● Exercise
Scan the listing for the word "person", and copy out each line where it is found.

#####

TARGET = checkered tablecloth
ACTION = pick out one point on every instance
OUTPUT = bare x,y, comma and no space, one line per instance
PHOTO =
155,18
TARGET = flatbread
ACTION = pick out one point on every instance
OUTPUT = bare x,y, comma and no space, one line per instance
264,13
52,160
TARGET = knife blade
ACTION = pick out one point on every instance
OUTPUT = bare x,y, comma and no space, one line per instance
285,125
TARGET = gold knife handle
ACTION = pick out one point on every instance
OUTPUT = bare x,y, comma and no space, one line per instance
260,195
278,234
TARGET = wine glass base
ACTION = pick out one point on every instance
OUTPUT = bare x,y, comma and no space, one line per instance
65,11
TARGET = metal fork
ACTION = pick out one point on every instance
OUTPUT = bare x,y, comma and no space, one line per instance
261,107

#####

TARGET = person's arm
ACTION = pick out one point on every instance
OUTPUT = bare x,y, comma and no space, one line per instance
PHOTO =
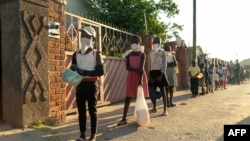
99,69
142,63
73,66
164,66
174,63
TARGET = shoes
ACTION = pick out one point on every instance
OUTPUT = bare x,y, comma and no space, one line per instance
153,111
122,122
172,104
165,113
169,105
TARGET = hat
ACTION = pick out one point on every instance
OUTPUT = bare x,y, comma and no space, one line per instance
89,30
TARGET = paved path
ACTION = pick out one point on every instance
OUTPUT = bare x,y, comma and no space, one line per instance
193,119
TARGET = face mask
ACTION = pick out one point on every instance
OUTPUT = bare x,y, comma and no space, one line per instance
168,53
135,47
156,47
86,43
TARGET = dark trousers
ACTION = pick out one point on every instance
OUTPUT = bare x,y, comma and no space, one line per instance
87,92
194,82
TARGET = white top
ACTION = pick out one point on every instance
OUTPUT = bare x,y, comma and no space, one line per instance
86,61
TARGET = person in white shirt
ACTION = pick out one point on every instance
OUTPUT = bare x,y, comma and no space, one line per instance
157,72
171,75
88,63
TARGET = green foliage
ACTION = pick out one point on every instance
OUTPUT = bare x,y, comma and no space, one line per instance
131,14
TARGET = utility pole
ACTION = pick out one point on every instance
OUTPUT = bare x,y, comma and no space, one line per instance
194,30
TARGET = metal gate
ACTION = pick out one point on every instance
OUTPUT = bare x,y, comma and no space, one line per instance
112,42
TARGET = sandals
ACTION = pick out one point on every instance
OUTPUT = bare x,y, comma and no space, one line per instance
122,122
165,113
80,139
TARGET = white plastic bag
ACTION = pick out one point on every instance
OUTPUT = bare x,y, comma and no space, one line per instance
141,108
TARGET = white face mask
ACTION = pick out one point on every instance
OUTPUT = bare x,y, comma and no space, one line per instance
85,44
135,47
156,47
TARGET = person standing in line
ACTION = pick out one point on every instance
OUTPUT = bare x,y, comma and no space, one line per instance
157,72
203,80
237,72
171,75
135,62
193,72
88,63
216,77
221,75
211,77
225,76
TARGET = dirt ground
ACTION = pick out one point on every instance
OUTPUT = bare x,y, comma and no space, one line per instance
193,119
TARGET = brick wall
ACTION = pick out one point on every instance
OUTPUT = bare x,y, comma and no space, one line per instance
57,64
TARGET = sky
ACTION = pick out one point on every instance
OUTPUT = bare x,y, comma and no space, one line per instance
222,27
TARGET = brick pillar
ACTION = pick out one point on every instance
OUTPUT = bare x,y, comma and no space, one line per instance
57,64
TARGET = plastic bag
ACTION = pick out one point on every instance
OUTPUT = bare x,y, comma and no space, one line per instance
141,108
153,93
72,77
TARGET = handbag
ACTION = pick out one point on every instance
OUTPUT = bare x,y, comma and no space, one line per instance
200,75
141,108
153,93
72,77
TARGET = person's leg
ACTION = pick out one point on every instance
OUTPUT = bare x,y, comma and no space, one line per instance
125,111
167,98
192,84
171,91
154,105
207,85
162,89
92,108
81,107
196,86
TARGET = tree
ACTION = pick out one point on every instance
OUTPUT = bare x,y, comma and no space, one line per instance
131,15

#####

● Output of the exercise
TARGET = person's arm
TARGET = person in white shirt
TARGET = person standing in line
TARGET = person's leg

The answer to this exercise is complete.